Exercise prompt = Copy each of the entries below word for word, but leave out the pictures.

Material supplied =
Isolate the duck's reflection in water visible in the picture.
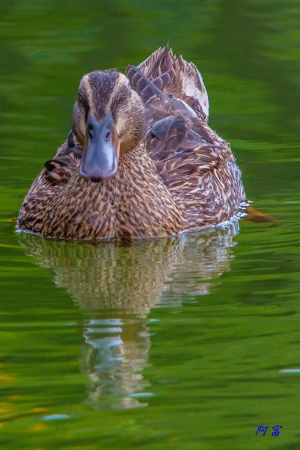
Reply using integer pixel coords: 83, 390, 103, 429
20, 222, 238, 408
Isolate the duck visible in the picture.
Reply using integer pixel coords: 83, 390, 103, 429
17, 46, 245, 240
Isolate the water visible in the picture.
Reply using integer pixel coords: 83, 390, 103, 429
0, 0, 300, 450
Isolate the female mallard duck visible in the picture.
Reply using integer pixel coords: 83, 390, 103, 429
18, 47, 245, 239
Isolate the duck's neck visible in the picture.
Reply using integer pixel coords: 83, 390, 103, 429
45, 144, 182, 239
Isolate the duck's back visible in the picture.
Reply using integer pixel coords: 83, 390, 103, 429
127, 47, 245, 228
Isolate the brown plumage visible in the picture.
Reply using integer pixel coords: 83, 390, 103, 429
18, 47, 245, 239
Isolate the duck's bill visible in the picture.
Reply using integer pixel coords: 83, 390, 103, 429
79, 113, 120, 181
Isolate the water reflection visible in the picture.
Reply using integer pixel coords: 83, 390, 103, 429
20, 222, 238, 408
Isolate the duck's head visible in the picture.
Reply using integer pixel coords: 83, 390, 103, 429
72, 70, 146, 181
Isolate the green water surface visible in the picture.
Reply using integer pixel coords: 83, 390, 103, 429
0, 0, 300, 450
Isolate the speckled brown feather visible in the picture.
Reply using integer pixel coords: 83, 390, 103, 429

Solution =
Isolate the duck's reflection in water visible in the picture.
Reply using integer pixel coords: 83, 390, 103, 429
20, 222, 238, 408
Isolate the duck visible in the picture.
Reply using integer pixel coords: 83, 390, 103, 429
17, 46, 245, 240
Isolate the water visible in the picture.
Reply using integer pixel coords: 83, 390, 103, 429
0, 0, 300, 450
Isolate the female mallard duck visible in the picture.
Reply using integer pixel coords: 83, 390, 103, 429
18, 47, 245, 239
Isolate the duck's neck visible in the picture.
Reply using integer pixel coords: 83, 390, 103, 429
45, 144, 182, 239
Isolate the duck's back visible in the picture.
Reply using integer pixel coords: 83, 390, 103, 429
127, 47, 245, 228
Isolate the brown plumage visible in the picture.
Reply using integer pixel coords: 83, 390, 103, 429
18, 47, 245, 239
Isolate the duck's bill visible in the picture.
Reply using integer pixel coords: 83, 390, 103, 429
79, 113, 120, 181
Isolate the water reflection visible in the picture.
Reply using integer pixel coords: 83, 390, 103, 429
20, 222, 238, 408
Isolate the duck's head visible in the picture.
Reply using integer pixel coords: 83, 390, 103, 429
72, 70, 146, 181
Isolate the green water surface visible in the picture.
Reply using integer pixel coords: 83, 390, 103, 429
0, 0, 300, 450
Isolate the speckled brown feather visible in the picture.
Reply using integer pixel coords: 83, 390, 103, 429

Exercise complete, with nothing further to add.